Task requirements:
Although the data below contains pictures, please reproduce only its words, exactly.

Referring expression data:
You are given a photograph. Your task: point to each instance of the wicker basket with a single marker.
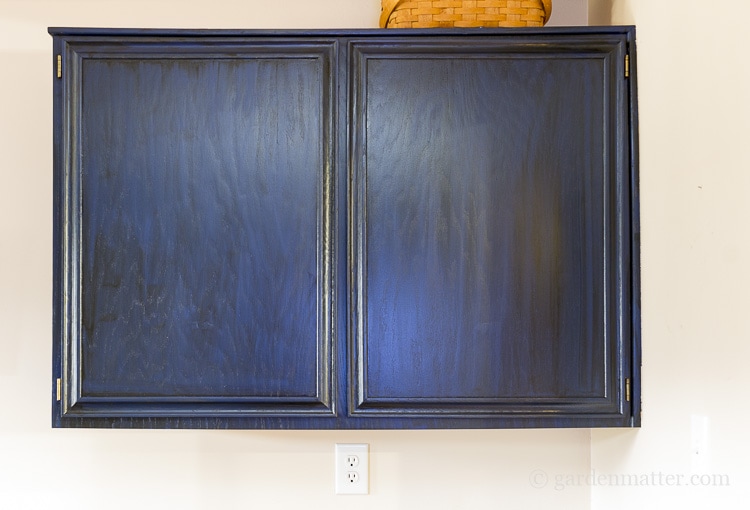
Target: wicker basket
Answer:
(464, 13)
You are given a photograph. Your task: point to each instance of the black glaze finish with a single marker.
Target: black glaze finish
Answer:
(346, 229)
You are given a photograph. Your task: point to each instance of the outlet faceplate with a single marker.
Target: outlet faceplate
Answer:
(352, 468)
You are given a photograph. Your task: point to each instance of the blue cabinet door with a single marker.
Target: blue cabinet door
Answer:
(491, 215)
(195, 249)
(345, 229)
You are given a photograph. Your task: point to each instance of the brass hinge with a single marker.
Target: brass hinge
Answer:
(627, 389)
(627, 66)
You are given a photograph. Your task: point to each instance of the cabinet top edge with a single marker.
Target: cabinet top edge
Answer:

Answer box:
You are given a photograph. Your task: point to each instance of the wicker basket with a single marker.
Target: wicker basket
Answer:
(464, 13)
You are given a photograph. Your task: point to each instance of the black glaze finish with a single marker.
Target: black glaze finish
Answer:
(346, 229)
You are given a photograph. Your task: point to each instance of the outlet faceplate with a single marker.
Target: outlet faceplate
Answer:
(352, 468)
You are given a photograph. Your task: point to each instance of the blue cabinet door with a single marker.
Target: blue cabinet door
Answer:
(491, 215)
(195, 249)
(345, 229)
You are given a photograph. Your task: point to each instance of the brass hinge with a single marker.
Target: brass hinge
Answer:
(627, 389)
(627, 66)
You are given a photograph. Your task: point to each instance of the cabinet top edge with a single marker.
Target: cabinet top edge
Answer:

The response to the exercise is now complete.